**Your goal**
What you give back should match the entries below character for character.

Region pointing data:

━━━━━━━━━━━━━━━━━━━━

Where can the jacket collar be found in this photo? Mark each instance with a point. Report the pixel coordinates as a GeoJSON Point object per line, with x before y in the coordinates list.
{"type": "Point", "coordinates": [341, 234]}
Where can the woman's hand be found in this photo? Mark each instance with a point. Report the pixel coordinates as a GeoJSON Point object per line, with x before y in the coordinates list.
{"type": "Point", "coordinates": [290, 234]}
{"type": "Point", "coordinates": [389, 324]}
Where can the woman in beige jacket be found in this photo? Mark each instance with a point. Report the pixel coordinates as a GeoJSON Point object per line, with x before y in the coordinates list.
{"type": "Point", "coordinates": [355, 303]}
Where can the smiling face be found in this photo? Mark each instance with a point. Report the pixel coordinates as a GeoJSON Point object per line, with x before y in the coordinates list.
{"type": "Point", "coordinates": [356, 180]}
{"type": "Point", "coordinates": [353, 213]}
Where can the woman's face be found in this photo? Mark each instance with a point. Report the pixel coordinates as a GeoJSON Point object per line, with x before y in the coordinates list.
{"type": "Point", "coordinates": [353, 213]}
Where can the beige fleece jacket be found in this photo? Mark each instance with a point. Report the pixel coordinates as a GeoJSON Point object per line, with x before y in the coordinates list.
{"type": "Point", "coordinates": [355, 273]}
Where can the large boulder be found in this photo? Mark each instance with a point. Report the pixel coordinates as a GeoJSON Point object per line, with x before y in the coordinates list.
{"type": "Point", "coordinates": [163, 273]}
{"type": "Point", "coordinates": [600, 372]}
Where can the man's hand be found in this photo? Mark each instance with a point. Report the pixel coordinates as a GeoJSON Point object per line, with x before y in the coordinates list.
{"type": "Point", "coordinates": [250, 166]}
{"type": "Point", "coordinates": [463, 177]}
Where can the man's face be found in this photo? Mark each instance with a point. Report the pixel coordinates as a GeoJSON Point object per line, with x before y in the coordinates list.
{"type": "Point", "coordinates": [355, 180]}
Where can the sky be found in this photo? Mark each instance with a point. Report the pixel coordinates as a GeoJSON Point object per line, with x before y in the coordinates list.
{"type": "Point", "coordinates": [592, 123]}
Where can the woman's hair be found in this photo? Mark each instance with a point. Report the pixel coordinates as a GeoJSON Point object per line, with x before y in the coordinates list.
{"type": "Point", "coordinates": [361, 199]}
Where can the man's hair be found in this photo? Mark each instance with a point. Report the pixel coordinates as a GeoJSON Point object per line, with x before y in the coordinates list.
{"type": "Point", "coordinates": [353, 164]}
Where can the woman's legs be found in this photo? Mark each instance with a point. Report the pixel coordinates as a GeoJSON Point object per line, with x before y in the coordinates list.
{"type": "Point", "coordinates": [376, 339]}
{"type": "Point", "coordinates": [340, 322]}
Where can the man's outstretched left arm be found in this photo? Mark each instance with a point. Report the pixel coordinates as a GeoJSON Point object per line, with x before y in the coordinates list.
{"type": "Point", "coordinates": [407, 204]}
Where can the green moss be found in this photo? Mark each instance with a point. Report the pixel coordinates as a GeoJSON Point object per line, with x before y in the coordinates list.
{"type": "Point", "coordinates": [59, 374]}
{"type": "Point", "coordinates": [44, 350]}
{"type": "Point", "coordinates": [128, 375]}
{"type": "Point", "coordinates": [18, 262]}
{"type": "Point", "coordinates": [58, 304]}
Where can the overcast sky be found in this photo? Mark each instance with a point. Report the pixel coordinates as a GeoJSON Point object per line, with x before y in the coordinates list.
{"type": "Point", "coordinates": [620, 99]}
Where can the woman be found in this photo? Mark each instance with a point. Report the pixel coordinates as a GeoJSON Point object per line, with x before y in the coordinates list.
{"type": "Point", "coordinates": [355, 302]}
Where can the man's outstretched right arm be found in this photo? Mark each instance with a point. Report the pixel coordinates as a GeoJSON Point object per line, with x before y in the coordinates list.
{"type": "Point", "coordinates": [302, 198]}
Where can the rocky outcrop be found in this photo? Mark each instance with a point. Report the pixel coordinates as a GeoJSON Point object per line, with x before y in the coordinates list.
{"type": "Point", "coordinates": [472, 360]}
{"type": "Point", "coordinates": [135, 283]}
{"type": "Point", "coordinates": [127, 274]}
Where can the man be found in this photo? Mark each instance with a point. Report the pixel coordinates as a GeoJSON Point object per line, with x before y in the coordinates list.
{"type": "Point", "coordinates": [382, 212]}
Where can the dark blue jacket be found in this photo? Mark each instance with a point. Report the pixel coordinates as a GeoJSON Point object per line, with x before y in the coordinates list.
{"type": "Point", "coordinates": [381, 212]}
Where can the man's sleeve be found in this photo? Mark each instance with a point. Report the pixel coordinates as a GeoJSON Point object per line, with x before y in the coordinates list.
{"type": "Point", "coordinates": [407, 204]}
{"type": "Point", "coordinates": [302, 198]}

━━━━━━━━━━━━━━━━━━━━

**Written response**
Where can the jacket collar be found in this photo? Mark each instance with a point. Report the pixel coordinates as a GeoJSON Point object per line, with x before y in the coordinates list.
{"type": "Point", "coordinates": [341, 234]}
Where can the woman's hand be found in this photo? Mark each instance with a point. Report the pixel coordinates as a GeoJSON Point object per line, with x before y in the coordinates list.
{"type": "Point", "coordinates": [290, 234]}
{"type": "Point", "coordinates": [389, 324]}
Where can the woman in beige jacket be found in this photo? Mark each instance with a point. Report the pixel coordinates as a GeoJSON Point object per line, with x before y in the coordinates list.
{"type": "Point", "coordinates": [355, 303]}
Where can the smiling face be found in this photo? Mark each instance with a point. Report the pixel coordinates as a GeoJSON Point object per line, with x before y in the coordinates list.
{"type": "Point", "coordinates": [356, 180]}
{"type": "Point", "coordinates": [353, 213]}
Where can the woman's face be found in this photo? Mark each instance with a point. Report the pixel coordinates as a GeoJSON Point object per line, with x before y in the coordinates list.
{"type": "Point", "coordinates": [353, 213]}
Where can the beige fleece jacket be found in this photo? Mark each instance with a point. Report the pixel coordinates as a GeoJSON Point object per line, with x before y in the coordinates list.
{"type": "Point", "coordinates": [355, 273]}
Where can the large boulder be found in this photo? Mark each instance with a point. Report the pixel coordinates as a GeoJSON Point object per line, with x before y in the coordinates list.
{"type": "Point", "coordinates": [163, 273]}
{"type": "Point", "coordinates": [600, 372]}
Where can the man's hand be found in this photo? Mark each instance with a point. Report the pixel coordinates as a GeoJSON Point object per line, with x before y in the coordinates list.
{"type": "Point", "coordinates": [250, 166]}
{"type": "Point", "coordinates": [463, 177]}
Where can the man's face be found in this photo? Mark each instance with a point. Report the pixel coordinates as a GeoJSON Point object per line, with x before y in the coordinates list.
{"type": "Point", "coordinates": [355, 180]}
Where can the sky be found in this photo? Mark each instance with a point. Report the pixel coordinates as a GeoJSON Point object per line, with x before y in the coordinates list.
{"type": "Point", "coordinates": [592, 123]}
Where can the woman's hair be found in this photo? Mark each instance with a point. Report the pixel coordinates as a GeoJSON Point object per line, with x before y in the coordinates list.
{"type": "Point", "coordinates": [361, 199]}
Where can the man's hair be found in this photo? Mark each instance with a point. Report the pixel coordinates as a GeoJSON Point object per line, with x before y in the coordinates list.
{"type": "Point", "coordinates": [353, 164]}
Where can the woman's legs be found in this photo? Mark each instance with a point. Report the pixel coordinates as a GeoJSON Point object per line, with x before y in the coordinates list.
{"type": "Point", "coordinates": [376, 339]}
{"type": "Point", "coordinates": [340, 322]}
Where can the man's outstretched left arm be found in this photo? Mark each instance with a point. Report the pixel coordinates as a GeoJSON Point object per line, with x before y in the coordinates list.
{"type": "Point", "coordinates": [407, 204]}
Where can the green moss be found in this photo? Mark each instance with a point. Report the pixel coordinates as a GeoJSON Point object per line, with x before y in the coordinates list.
{"type": "Point", "coordinates": [59, 374]}
{"type": "Point", "coordinates": [44, 350]}
{"type": "Point", "coordinates": [128, 375]}
{"type": "Point", "coordinates": [18, 262]}
{"type": "Point", "coordinates": [58, 304]}
Where can the overcast sky be found in this photo? Mark each instance with a point. Report the pixel coordinates as a GeoJSON Point object per line, with x before y in the coordinates list.
{"type": "Point", "coordinates": [620, 99]}
Where can the woman be found in this photo? Mark each instance with a point. Report the pixel coordinates as a GeoJSON Point object per line, with x before y in the coordinates list.
{"type": "Point", "coordinates": [355, 302]}
Where can the man's outstretched right arm be found in this photo? Mark each instance with a point. Report the pixel coordinates as a GeoJSON Point object per line, with x before y in the coordinates list.
{"type": "Point", "coordinates": [302, 198]}
Where can the rocky outcrop be found in this photo? Mark each instance with a point. Report the pixel coordinates as a GeoJSON Point object per line, with x before y in the coordinates list.
{"type": "Point", "coordinates": [472, 360]}
{"type": "Point", "coordinates": [135, 283]}
{"type": "Point", "coordinates": [127, 274]}
Where can the man be found in this photo? Mark each instance with a point. Report the pixel coordinates as a GeoJSON Point object per line, with x before y in the coordinates list.
{"type": "Point", "coordinates": [382, 212]}
Where can the dark blue jacket be found in this photo? Mark each instance with a point. Report the pixel coordinates as a GeoJSON Point object per line, with x before y in the coordinates list.
{"type": "Point", "coordinates": [381, 212]}
Where can the man's sleeve be found in this photo? Mark each instance with a point. Report the pixel coordinates as a GeoJSON Point object per line, with x before y in the coordinates list.
{"type": "Point", "coordinates": [407, 204]}
{"type": "Point", "coordinates": [302, 198]}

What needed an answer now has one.